**TASK TO COMPLETE**
Return every line of the material below that contains the string "cliff", matching case exactly.

**DATA LINES**
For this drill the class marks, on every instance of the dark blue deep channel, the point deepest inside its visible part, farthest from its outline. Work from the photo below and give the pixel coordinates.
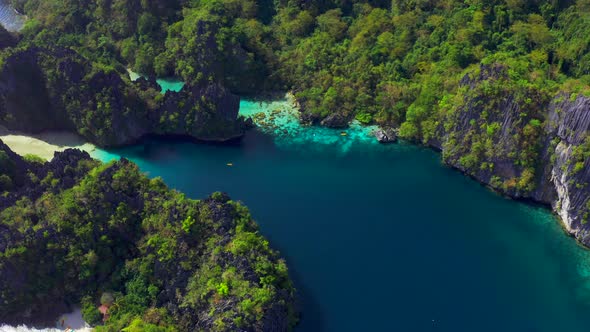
(386, 238)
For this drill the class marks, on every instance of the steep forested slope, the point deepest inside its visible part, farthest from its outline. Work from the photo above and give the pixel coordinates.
(73, 229)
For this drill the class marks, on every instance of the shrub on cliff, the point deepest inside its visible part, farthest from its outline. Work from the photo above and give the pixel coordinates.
(114, 229)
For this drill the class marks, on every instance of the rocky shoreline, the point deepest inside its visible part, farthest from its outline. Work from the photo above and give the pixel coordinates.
(562, 164)
(103, 107)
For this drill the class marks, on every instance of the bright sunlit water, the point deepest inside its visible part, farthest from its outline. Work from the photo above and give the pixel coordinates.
(384, 237)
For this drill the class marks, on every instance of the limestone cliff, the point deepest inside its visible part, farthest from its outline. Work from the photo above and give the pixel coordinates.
(522, 142)
(57, 89)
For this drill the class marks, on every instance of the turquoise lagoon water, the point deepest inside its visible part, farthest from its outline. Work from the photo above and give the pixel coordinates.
(166, 84)
(384, 237)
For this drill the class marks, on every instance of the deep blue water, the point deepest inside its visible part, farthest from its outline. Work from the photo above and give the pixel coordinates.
(386, 238)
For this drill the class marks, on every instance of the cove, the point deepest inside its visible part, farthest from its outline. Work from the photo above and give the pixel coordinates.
(384, 237)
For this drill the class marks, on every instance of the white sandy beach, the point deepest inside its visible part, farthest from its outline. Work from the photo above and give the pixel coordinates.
(72, 322)
(43, 145)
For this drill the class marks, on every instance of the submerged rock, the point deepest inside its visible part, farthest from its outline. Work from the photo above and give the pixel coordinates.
(524, 144)
(386, 135)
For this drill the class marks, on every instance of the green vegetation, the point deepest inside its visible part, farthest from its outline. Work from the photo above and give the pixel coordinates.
(158, 260)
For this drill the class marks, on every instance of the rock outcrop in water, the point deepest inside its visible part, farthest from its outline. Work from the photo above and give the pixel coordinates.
(523, 143)
(72, 228)
(70, 93)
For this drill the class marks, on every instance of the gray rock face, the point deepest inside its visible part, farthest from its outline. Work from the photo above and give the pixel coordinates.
(386, 135)
(103, 107)
(562, 168)
(569, 124)
(335, 120)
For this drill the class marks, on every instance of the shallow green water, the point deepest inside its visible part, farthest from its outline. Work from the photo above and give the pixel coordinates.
(166, 84)
(385, 238)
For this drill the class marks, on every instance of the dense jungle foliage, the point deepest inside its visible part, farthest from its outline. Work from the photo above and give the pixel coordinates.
(74, 231)
(395, 63)
(389, 62)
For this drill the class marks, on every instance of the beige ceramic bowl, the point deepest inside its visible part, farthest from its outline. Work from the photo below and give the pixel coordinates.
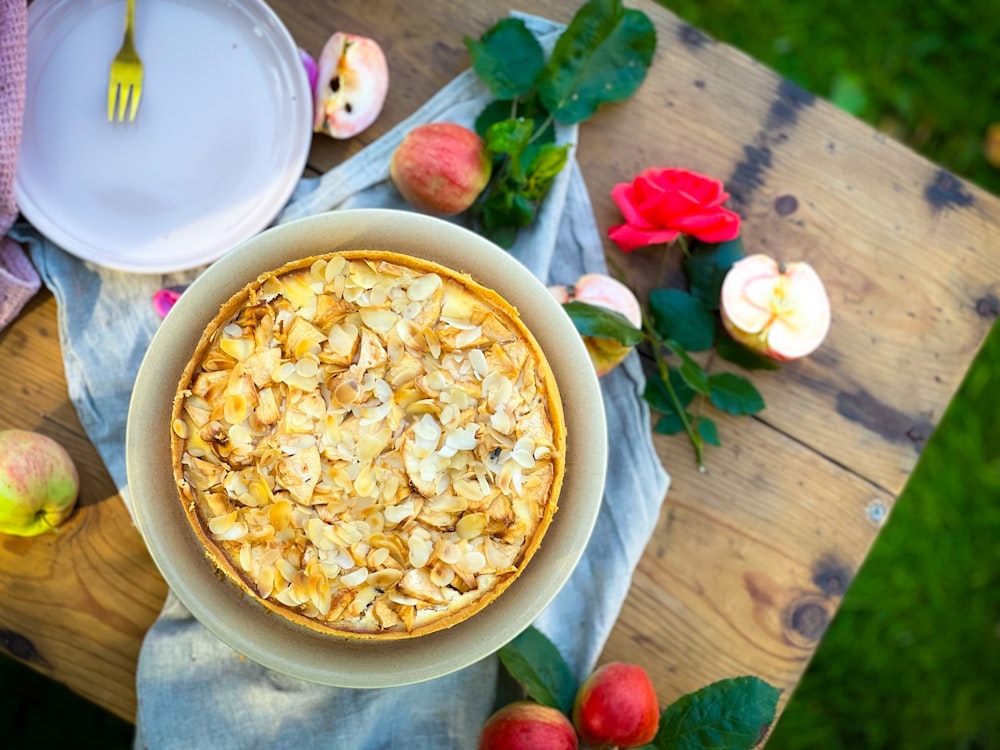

**REPLY TO THE TASK**
For this drill the class marks, on every instance of the shrub on cliff, the point deepest inside its visible part, farthest from its outline. Work from the photo above and give the pixel coordinates.
For this drill the class marks, on every instance of the limestone cliff, the point deepest inside its visible part, farthest from its outline. Work from the photo above and give the pixel coordinates.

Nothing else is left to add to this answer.